───── Given data
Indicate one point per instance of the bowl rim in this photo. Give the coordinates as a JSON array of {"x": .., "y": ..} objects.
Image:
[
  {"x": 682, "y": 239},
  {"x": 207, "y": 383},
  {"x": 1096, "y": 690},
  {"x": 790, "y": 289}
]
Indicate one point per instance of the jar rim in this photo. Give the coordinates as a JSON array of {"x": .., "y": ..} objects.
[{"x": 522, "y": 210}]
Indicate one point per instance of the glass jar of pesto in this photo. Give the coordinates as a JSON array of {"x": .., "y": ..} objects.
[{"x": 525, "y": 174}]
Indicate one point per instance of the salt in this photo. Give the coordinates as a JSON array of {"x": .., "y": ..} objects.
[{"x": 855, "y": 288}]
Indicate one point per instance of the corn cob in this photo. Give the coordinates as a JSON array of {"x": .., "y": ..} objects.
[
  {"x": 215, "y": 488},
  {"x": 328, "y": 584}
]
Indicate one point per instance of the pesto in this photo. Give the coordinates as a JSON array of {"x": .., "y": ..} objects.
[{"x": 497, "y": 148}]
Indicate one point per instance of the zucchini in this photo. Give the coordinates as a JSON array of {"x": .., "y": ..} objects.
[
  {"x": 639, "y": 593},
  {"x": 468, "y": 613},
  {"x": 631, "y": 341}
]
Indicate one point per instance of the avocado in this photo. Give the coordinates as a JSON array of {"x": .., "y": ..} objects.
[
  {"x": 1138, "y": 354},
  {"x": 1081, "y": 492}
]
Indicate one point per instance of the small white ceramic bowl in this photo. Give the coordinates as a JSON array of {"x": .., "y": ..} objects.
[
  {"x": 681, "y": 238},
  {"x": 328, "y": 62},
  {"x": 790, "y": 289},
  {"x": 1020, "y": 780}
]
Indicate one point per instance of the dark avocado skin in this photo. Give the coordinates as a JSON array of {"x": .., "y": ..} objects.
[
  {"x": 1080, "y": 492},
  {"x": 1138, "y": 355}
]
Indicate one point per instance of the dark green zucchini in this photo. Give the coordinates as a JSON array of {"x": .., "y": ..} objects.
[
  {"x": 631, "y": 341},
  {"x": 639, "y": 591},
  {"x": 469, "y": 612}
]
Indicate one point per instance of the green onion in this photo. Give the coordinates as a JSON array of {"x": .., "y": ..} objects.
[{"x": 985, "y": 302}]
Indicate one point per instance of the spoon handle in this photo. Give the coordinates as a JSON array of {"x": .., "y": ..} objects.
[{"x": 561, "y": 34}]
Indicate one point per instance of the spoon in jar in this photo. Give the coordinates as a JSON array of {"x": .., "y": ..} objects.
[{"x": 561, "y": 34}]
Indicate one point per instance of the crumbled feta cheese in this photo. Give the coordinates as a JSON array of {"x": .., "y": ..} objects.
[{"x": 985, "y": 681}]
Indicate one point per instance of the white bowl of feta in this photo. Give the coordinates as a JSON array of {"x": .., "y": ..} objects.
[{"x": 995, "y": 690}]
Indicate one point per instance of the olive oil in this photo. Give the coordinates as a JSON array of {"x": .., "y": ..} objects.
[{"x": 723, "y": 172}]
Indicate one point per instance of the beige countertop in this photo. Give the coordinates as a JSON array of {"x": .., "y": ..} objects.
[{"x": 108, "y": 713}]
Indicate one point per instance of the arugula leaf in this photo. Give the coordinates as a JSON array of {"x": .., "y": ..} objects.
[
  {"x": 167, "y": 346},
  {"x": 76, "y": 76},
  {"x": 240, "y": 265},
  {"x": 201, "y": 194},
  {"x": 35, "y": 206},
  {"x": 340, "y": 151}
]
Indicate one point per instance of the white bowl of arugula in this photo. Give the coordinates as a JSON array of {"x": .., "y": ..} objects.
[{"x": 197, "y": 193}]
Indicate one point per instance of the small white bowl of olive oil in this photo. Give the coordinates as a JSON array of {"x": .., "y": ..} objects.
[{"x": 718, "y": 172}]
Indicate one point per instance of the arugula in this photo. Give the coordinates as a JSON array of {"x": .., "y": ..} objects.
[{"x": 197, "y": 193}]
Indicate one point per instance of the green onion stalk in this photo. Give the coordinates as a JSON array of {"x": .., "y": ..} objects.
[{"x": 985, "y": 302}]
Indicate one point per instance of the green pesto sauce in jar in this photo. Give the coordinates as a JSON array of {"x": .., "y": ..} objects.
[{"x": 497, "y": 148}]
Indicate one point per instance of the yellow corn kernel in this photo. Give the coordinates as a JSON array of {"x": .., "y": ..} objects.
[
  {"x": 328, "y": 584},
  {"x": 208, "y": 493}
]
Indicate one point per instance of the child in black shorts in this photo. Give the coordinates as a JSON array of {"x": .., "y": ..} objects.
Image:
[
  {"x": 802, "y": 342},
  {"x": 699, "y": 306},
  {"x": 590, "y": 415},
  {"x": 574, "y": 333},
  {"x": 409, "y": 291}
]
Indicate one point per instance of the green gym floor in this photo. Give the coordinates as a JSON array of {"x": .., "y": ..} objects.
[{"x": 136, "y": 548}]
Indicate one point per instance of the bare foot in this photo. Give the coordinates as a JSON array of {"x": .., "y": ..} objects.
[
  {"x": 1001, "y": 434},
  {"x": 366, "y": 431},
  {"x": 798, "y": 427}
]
──────────
■ **What this task involves**:
Copy every record shown above, exactly and completely.

■ **Output for this exercise**:
Indicate one point per instance of the bowl rim in this photo. Give the coordinates as a JSON array of {"x": .., "y": ..} objects.
Image:
[
  {"x": 682, "y": 239},
  {"x": 207, "y": 383},
  {"x": 1096, "y": 690},
  {"x": 790, "y": 289}
]
Indicate one point per instance of the jar rim in this photo. Give the coordinates as a JSON array of {"x": .., "y": ..} objects.
[{"x": 522, "y": 210}]
Indicate one point per instance of the glass jar of pesto in this photo. Give the coordinates as a JSON array of {"x": .., "y": ..} objects.
[{"x": 525, "y": 174}]
Indicate one point per instance of the salt in this photo. Give the coordinates as a JSON array of {"x": .., "y": ..} objects.
[{"x": 855, "y": 288}]
Indicate one point per instance of the corn cob in this photo. Give the coordinates as a JSON array of {"x": .., "y": ..} objects.
[
  {"x": 215, "y": 488},
  {"x": 328, "y": 584}
]
Indicate one point per instance of the pesto in this photo. Give the coordinates as a JSON array of {"x": .., "y": ..} objects.
[{"x": 497, "y": 148}]
Indicate one point per instance of the zucchini in this photo. Give the coordinates as a JSON array of {"x": .., "y": ..} objects.
[
  {"x": 639, "y": 593},
  {"x": 468, "y": 613},
  {"x": 631, "y": 341}
]
Indicate one point per instance of the avocado in this photo. Give the coordinates as a JSON array of {"x": .., "y": ..} objects.
[
  {"x": 1138, "y": 354},
  {"x": 1081, "y": 492}
]
Indicate one point per instance of the small white ceramic bowl in this photo. Give the coordinates as a JSON array of {"x": .., "y": ..} objects.
[
  {"x": 681, "y": 238},
  {"x": 328, "y": 62},
  {"x": 790, "y": 289},
  {"x": 1020, "y": 780}
]
Indicate one point per instance of the dark avocado skin in this photo. Give the coordinates as a JSON array of {"x": .., "y": ..} objects.
[
  {"x": 1080, "y": 492},
  {"x": 1138, "y": 355}
]
Indicate one point per instance of the dark green zucchini in this photo. Give the coordinates as a JSON array of {"x": .., "y": ..} objects.
[
  {"x": 631, "y": 341},
  {"x": 639, "y": 591},
  {"x": 469, "y": 612}
]
Indicate one point per instance of the green onion in this photo. Give the coordinates as a JSON array of {"x": .., "y": ..} objects.
[{"x": 985, "y": 302}]
Indicate one point per instance of the spoon handle in this photo. Give the coordinates as a JSON array of {"x": .., "y": ..} objects.
[{"x": 561, "y": 34}]
Indicate one point per instance of the spoon in jar in this photo. Give the coordinates as a JSON array of {"x": .., "y": ..} objects.
[{"x": 561, "y": 34}]
Indicate one point per instance of the crumbled feta cheese in this photo. Give the coordinates as a JSON array of {"x": .., "y": ..} objects.
[{"x": 985, "y": 681}]
Indicate one point per instance of the white bowl of feta in this photo. Give the coordinates as a JSON array of {"x": .., "y": ..} objects.
[{"x": 995, "y": 690}]
Indicate one point per instance of the olive oil in this photo. Give the coordinates as a JSON array of {"x": .., "y": ..} objects.
[{"x": 723, "y": 172}]
Indicate one point per instance of the beige countertop in this photo. Give the coordinates as a JSON array of {"x": .., "y": ..} objects.
[{"x": 108, "y": 713}]
Indicate one point per instance of the arugula leaf in this photo. Give the coordinates as a JSON array of {"x": .., "y": ..} objects.
[
  {"x": 167, "y": 346},
  {"x": 76, "y": 76},
  {"x": 240, "y": 265},
  {"x": 201, "y": 194},
  {"x": 35, "y": 206},
  {"x": 340, "y": 151}
]
Indicate one point per instance of the white bowl of arugula in this photo. Give the coordinates as a JSON array of {"x": .., "y": ..} objects.
[{"x": 197, "y": 193}]
Indicate one point per instance of the small white bowl of olive oil in this photo. Give the coordinates as a JSON array of {"x": .., "y": ..} objects.
[{"x": 718, "y": 172}]
Indicate one point per instance of the arugula in this photo. Give the coordinates as a JSON array of {"x": .., "y": ..} objects.
[{"x": 197, "y": 193}]
Indicate one point per instance of the green onion stalk in this photo. Give the coordinates as a JSON array of {"x": .., "y": ..} objects.
[{"x": 985, "y": 302}]
Indicate one point per instance of the green pesto sauce in jar in this photo. Give the coordinates as a JSON array of {"x": .., "y": ..} objects.
[{"x": 497, "y": 148}]
Indicate one point per instance of the yellow corn kernel in this photo. Give the coordinates as a JSON array of {"x": .., "y": ..} objects.
[
  {"x": 328, "y": 584},
  {"x": 208, "y": 493}
]
Indicate one point per instance of the child in black shorts in this photo. Give the coordinates as a JSON array of {"x": .., "y": ..} objects.
Image:
[
  {"x": 802, "y": 342},
  {"x": 699, "y": 306},
  {"x": 590, "y": 415},
  {"x": 574, "y": 333},
  {"x": 409, "y": 291}
]
Indicate one point per instance of the green gym floor in this photo. Give the coordinates as a JSON array of {"x": .., "y": ..} objects.
[{"x": 136, "y": 548}]
Indicate one point per instance of the bare foot in this photo. Give the coordinates as a JSON array of {"x": .., "y": ..} objects.
[
  {"x": 1001, "y": 434},
  {"x": 366, "y": 431},
  {"x": 798, "y": 427}
]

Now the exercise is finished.